:: Exercise goal ::
The entries below are to be repeated verbatim, in full.

[Stored dataset items]
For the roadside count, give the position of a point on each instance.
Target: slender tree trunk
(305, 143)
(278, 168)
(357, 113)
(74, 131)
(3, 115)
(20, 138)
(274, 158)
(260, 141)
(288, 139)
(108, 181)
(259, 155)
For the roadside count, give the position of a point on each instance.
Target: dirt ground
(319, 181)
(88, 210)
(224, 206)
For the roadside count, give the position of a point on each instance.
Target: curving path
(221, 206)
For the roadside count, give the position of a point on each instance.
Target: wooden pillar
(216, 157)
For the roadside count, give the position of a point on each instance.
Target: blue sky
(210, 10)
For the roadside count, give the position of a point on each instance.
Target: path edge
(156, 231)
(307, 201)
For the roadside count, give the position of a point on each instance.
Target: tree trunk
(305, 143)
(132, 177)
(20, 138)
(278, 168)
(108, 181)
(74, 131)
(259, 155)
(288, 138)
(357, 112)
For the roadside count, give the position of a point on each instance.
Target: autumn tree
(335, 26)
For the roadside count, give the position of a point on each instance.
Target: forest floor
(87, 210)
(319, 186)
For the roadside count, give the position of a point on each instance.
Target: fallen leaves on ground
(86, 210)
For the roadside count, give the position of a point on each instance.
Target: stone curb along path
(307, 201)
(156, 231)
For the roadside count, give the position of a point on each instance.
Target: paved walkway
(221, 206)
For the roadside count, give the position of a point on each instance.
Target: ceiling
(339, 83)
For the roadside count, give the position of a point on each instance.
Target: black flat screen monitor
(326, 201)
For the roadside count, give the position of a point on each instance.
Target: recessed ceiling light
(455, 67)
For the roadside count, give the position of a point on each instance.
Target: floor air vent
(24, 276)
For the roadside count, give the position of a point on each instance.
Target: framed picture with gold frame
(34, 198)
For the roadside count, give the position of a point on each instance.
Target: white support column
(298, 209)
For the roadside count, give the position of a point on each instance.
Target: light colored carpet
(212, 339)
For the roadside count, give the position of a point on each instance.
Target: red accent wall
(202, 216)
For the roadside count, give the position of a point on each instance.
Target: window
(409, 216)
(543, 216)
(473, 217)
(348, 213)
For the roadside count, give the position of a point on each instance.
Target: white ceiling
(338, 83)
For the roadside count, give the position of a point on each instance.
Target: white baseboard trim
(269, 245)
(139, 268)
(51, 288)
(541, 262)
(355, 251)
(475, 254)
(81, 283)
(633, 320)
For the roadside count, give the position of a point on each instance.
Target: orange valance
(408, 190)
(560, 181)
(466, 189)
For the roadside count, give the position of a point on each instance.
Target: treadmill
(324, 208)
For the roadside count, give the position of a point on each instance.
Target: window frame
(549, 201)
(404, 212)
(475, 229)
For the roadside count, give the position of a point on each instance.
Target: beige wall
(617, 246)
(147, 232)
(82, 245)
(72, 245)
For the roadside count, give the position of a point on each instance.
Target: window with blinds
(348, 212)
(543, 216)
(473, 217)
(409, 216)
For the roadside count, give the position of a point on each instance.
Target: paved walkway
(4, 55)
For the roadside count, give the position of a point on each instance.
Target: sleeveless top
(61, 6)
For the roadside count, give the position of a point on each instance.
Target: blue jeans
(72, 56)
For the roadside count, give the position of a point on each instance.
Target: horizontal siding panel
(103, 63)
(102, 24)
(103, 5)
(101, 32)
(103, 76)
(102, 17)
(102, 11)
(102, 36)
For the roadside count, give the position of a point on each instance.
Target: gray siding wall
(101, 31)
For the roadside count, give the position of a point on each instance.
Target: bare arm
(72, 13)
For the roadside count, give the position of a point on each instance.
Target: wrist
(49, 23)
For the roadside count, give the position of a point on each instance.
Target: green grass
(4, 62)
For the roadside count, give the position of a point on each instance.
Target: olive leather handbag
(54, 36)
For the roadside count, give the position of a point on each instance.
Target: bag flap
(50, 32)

:: Written solution ::
For the roadside count, give the position of a point on each instance.
Target: slender tree trunk
(305, 143)
(278, 168)
(357, 113)
(74, 131)
(3, 115)
(20, 138)
(274, 158)
(260, 141)
(288, 139)
(108, 181)
(259, 155)
For the roadside count, give the position of a point on each instance.
Target: dirt ground
(319, 181)
(88, 210)
(224, 206)
For the roadside count, give the position of a point on each instance.
Target: curving path
(221, 206)
For the roadside count, give the position of a point on each instance.
Target: wooden pillar
(216, 157)
For the roadside count, give the position of a point on each instance.
Target: blue sky
(210, 10)
For the roadside count, give the position of a point on each instance.
Target: path edge
(156, 231)
(307, 201)
For the roadside count, give the position of a point on each instance.
Target: tree trunk
(305, 143)
(132, 177)
(20, 138)
(278, 168)
(108, 181)
(74, 131)
(259, 155)
(288, 138)
(357, 112)
For the roadside count, give the position of a point on each instance.
Target: autumn tree
(335, 26)
For the roadside count, give the position of a point on each instance.
Target: forest floor
(87, 210)
(319, 186)
For the roadside count, give the position of a point on each instance.
Target: fallen leaves on ground
(86, 210)
For the roadside count, give the position of a point on each instance.
Target: stone curb along path
(307, 201)
(156, 231)
For the roadside count, give the position of a point on each instance.
Target: paved walkway
(221, 206)
For the roadside count, give the position of a point on each instance.
Target: ceiling
(339, 83)
For the roadside count, give the position of a point on each instance.
Target: black flat screen monitor
(326, 201)
For the roadside count, give the position of a point on each instance.
Target: recessed ceiling light
(455, 67)
For the roadside count, give the position of a point on each instance.
Target: floor air vent
(24, 276)
For the roadside count, give the position of a point on each instance.
Target: framed picture with gold frame
(34, 198)
For the roadside count, give the position of a point on each instance.
Target: white support column
(298, 209)
For the roadside count, give the position of a point on each instance.
Target: light colored carpet
(212, 339)
For the roadside count, give the position of a point on each instance.
Target: red accent wall
(202, 216)
For the roadside count, give the position of a point on each instance.
Target: window
(409, 216)
(543, 216)
(473, 217)
(348, 213)
For the roadside count, give the position of a point on each instance.
Target: white ceiling
(338, 83)
For the roadside count, give the position of a point on each instance.
Target: white baseboard trim
(269, 245)
(139, 268)
(51, 288)
(541, 262)
(355, 251)
(475, 254)
(81, 283)
(633, 320)
For the roadside count, give the position of a point on each instance.
Target: orange valance
(408, 190)
(560, 181)
(466, 189)
For the roadside count, give the position of a point on each instance.
Target: treadmill
(324, 208)
For the roadside count, give the position of a point on each instance.
Target: window frame
(549, 201)
(404, 212)
(475, 229)
For the roadside count, give the position of a point on each instance.
Target: beige wall
(617, 246)
(147, 232)
(82, 245)
(72, 245)
For the roadside count, give the position of a point on each instance.
Target: window with blinds
(348, 212)
(543, 216)
(473, 217)
(409, 216)
For the roadside count, give the position of a point on each instance.
Target: paved walkway
(4, 55)
For the roadside count, give the position of a point on each instance.
Target: sleeveless top
(61, 6)
For the roadside count, give the position of a point on each instance.
Target: blue jeans
(72, 56)
For the roadside count, give the position of a point on each instance.
Target: horizontal siding panel
(103, 63)
(102, 24)
(103, 5)
(101, 32)
(103, 76)
(102, 17)
(102, 11)
(102, 36)
For the roadside count, give the position of a point on each instance.
Target: gray siding wall
(101, 31)
For the roadside count, give the position of a point on each instance.
Target: bare arm
(72, 13)
For the roadside count, give the position of a point on each instance.
Target: wrist
(49, 23)
For the roadside count, give the position of a point on each instance.
Target: green grass
(4, 62)
For the roadside count, give the position of a point on each instance.
Target: olive leather handbag
(54, 36)
For the roadside count, give the position of a point on each instance.
Target: bag flap
(50, 32)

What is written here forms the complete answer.